* **EXTRAIT DU DOCUMENT**:

La minijupe, de la symbolique aux tendances
Concernant Mary Quant, elle raconte dans son autobiographie (publiée en 2012) : « Les messieurs en chapeau melon frappaient sur notre vitrine avec leurs parapluies en criant : ‘Immoral !’ et ‘Dégoûtant !’ à la vue de nos minijupes sur les collants. Mais les clients affluaient pour acheter ». Scandaleuse, la minijupe devient ainsi l’emblème du mouvement des Swinging Sixties et surtout de l’émancipation des femmes et de la libération sexuelle. Elle est alors portée par les plus grandes icônes de l’époque, comme la mannequin Twiggy, l’actrice Brigitte Bardot ou encore la chanteuse Françoise Hardy.
En 1966, Jacques Dutronc célèbre même cette révolution vestimentaire dans sa chanson Mini, Mini, Mini. Bien que la minijupe ait été véritablement mise entre les mains des Londoniennes par la créatrice Mary Quant, c’est bel et bien grâce à l’approbation du maître parisien de la couture André Courrèges que ce vêtement s’est démocratisé, pour finalement devenir le symbole de toute une génération de femmes libres.
Aujourd’hui encore, la minijupe fait autorité dans la garde-robe féminine. En mars 2021, le directeur artistique Nicolas di Felice dans sa première collection pour Courrèges, rendait d’ailleurs un bel hommage à cet incontournable de la maison en rééditant des pièces d’archives. Il prouvait alors à quel point, soixante ans après sa création, la minijupe restait actuelle – en lançait ainsi son grand retour au cœur des tendances.

* **Entrées de données extraites**:
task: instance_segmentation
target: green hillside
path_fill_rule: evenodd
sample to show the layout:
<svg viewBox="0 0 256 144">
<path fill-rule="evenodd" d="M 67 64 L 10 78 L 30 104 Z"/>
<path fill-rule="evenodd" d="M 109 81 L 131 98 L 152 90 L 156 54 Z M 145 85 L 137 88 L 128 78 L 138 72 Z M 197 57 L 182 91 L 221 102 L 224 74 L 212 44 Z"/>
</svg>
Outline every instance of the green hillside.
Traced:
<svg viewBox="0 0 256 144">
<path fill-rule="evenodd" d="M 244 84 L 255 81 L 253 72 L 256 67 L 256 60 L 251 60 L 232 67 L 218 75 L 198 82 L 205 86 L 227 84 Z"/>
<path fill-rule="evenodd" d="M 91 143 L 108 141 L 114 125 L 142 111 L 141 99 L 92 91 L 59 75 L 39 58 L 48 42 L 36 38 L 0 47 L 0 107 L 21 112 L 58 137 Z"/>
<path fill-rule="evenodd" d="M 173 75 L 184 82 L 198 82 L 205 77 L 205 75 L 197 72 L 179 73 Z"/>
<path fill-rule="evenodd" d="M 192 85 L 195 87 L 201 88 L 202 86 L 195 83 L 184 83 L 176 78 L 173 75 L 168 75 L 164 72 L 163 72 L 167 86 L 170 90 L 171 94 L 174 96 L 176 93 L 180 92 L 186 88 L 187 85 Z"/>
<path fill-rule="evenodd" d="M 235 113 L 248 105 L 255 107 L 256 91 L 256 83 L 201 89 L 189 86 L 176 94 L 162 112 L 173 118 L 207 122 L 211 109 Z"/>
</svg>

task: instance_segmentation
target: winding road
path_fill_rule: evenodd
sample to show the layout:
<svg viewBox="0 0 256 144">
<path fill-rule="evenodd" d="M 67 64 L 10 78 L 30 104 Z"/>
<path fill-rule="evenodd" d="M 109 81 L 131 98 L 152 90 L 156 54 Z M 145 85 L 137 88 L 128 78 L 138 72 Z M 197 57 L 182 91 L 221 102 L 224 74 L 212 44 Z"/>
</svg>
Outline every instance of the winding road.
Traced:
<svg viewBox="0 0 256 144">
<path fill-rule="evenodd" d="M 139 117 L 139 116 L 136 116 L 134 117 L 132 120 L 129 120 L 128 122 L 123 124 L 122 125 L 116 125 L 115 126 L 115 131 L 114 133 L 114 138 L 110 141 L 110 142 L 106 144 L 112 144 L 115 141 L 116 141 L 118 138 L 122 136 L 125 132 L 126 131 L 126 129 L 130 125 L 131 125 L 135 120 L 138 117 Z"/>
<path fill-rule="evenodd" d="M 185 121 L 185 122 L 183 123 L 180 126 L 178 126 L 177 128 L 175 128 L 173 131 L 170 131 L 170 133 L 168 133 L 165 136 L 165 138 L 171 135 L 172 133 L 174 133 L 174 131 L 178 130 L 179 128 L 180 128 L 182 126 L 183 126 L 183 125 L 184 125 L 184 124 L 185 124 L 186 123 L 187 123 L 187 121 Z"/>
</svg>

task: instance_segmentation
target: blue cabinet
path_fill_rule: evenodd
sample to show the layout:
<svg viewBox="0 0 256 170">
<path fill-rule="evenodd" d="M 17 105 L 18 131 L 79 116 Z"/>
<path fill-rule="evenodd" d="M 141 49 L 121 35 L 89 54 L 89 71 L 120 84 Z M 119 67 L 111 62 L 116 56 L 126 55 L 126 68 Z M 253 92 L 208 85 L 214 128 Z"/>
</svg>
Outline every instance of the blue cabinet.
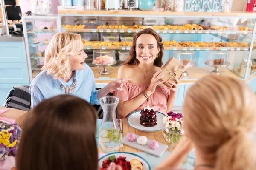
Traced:
<svg viewBox="0 0 256 170">
<path fill-rule="evenodd" d="M 0 63 L 27 63 L 23 41 L 0 42 Z"/>
<path fill-rule="evenodd" d="M 13 86 L 29 84 L 25 43 L 20 38 L 20 41 L 0 41 L 0 106 Z"/>
<path fill-rule="evenodd" d="M 29 83 L 26 63 L 0 63 L 0 83 Z"/>
<path fill-rule="evenodd" d="M 179 85 L 178 90 L 176 92 L 176 96 L 174 102 L 174 106 L 181 106 L 183 105 L 183 96 L 185 85 Z"/>
</svg>

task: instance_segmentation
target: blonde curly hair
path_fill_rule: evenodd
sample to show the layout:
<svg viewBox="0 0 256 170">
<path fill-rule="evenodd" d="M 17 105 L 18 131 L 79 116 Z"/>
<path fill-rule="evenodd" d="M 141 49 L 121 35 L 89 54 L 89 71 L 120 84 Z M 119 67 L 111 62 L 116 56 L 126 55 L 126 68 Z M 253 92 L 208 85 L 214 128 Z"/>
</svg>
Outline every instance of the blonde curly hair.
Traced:
<svg viewBox="0 0 256 170">
<path fill-rule="evenodd" d="M 43 69 L 47 74 L 55 79 L 70 78 L 72 71 L 69 57 L 79 51 L 81 41 L 78 34 L 64 32 L 54 35 L 45 51 Z"/>
<path fill-rule="evenodd" d="M 255 103 L 246 84 L 224 76 L 206 76 L 187 91 L 184 130 L 215 169 L 256 170 Z"/>
</svg>

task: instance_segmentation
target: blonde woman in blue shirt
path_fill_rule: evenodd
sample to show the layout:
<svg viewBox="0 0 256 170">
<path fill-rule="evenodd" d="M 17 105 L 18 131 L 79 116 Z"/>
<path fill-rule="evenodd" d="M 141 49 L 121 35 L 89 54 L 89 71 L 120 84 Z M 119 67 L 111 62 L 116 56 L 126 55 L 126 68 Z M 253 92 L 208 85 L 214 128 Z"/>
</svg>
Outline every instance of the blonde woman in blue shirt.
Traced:
<svg viewBox="0 0 256 170">
<path fill-rule="evenodd" d="M 79 34 L 62 32 L 53 36 L 45 50 L 44 71 L 30 85 L 32 108 L 45 99 L 65 94 L 99 105 L 99 99 L 122 90 L 122 81 L 129 79 L 113 81 L 100 91 L 95 89 L 93 73 L 84 63 L 88 56 L 83 49 Z"/>
</svg>

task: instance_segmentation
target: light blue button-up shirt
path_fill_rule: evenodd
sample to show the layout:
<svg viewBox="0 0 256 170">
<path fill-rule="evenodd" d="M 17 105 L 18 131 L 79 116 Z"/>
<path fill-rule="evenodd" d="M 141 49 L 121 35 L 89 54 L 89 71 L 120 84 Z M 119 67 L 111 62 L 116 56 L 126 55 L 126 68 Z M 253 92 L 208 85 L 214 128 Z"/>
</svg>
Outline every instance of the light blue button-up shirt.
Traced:
<svg viewBox="0 0 256 170">
<path fill-rule="evenodd" d="M 75 71 L 74 75 L 68 82 L 54 79 L 53 76 L 47 75 L 45 71 L 41 72 L 33 79 L 30 85 L 31 107 L 35 107 L 45 99 L 66 94 L 61 89 L 61 84 L 69 86 L 74 79 L 77 82 L 76 87 L 74 92 L 69 94 L 83 99 L 91 105 L 99 105 L 98 99 L 99 91 L 95 89 L 93 73 L 87 65 L 84 65 L 84 68 Z"/>
</svg>

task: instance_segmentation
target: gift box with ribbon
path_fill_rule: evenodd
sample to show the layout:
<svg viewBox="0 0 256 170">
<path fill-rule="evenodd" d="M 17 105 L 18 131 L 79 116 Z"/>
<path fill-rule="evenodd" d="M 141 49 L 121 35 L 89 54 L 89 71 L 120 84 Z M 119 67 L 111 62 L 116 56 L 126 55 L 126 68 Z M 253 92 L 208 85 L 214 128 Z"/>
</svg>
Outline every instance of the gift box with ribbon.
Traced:
<svg viewBox="0 0 256 170">
<path fill-rule="evenodd" d="M 159 81 L 164 81 L 163 83 L 166 86 L 172 88 L 173 85 L 169 83 L 169 82 L 176 83 L 175 77 L 180 78 L 181 74 L 189 67 L 188 63 L 186 65 L 181 64 L 179 61 L 174 57 L 172 57 L 166 62 L 162 68 L 162 72 L 158 76 L 164 75 Z"/>
</svg>

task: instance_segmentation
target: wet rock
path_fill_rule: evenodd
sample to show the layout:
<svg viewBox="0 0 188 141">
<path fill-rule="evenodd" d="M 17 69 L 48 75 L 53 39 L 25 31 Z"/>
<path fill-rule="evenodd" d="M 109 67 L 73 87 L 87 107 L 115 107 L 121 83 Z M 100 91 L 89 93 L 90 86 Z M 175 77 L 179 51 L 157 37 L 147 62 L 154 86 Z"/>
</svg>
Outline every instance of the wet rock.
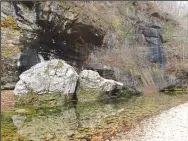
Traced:
<svg viewBox="0 0 188 141">
<path fill-rule="evenodd" d="M 78 101 L 107 99 L 116 95 L 123 88 L 123 83 L 105 79 L 98 72 L 83 70 L 79 75 Z"/>
<path fill-rule="evenodd" d="M 15 86 L 15 95 L 33 91 L 35 93 L 61 93 L 72 97 L 78 74 L 63 60 L 54 59 L 39 63 L 20 75 Z"/>
<path fill-rule="evenodd" d="M 123 83 L 104 79 L 98 72 L 83 70 L 79 76 L 80 87 L 84 89 L 99 89 L 104 92 L 111 92 L 115 89 L 122 89 Z"/>
</svg>

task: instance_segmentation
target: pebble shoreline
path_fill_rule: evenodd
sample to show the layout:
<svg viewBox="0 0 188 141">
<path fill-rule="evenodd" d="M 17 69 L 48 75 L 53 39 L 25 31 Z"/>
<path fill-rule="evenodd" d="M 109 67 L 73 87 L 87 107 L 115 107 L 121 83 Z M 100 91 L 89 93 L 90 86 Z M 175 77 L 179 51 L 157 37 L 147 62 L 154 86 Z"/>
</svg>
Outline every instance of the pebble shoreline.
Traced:
<svg viewBox="0 0 188 141">
<path fill-rule="evenodd" d="M 188 141 L 188 102 L 143 120 L 111 141 Z"/>
</svg>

* **CONSIGNES**:
1. Recopiez le passage du texte sur la minijupe qui commence par « Aujourd’hui encore, la » et se termine par « cœur des tendances. ».
2. Répondez aux questions suivantes à l'aide du texte sur la minijupe.
(a) En quelle année l'autobiographie de Mary Quant a-t-elle été publiée ?
(b) Quel est le titre de la chanson de Jacques Dutronc parue en 1966 ?
(c) À quelle date Nicolas di Felice a-t-il présenté sa première collection pour Courrèges ?

* **CORRIGÉ**:
1.
Aujourd’hui encore, la minijupe fait autorité dans la garde-robe féminine. En mars 2021, le directeur artistique Nicolas di Felice dans sa première collection pour Courrèges, rendait d’ailleurs un bel hommage à cet incontournable de la maison en rééditant des pièces d’archives. Il prouvait alors à quel point, soixante ans après sa création, la minijupe restait actuelle – en lançait ainsi son grand retour au cœur des tendances.

2.
(a) En 2012.
(b) Mini, Mini, Mini.
(c) En mars 2021.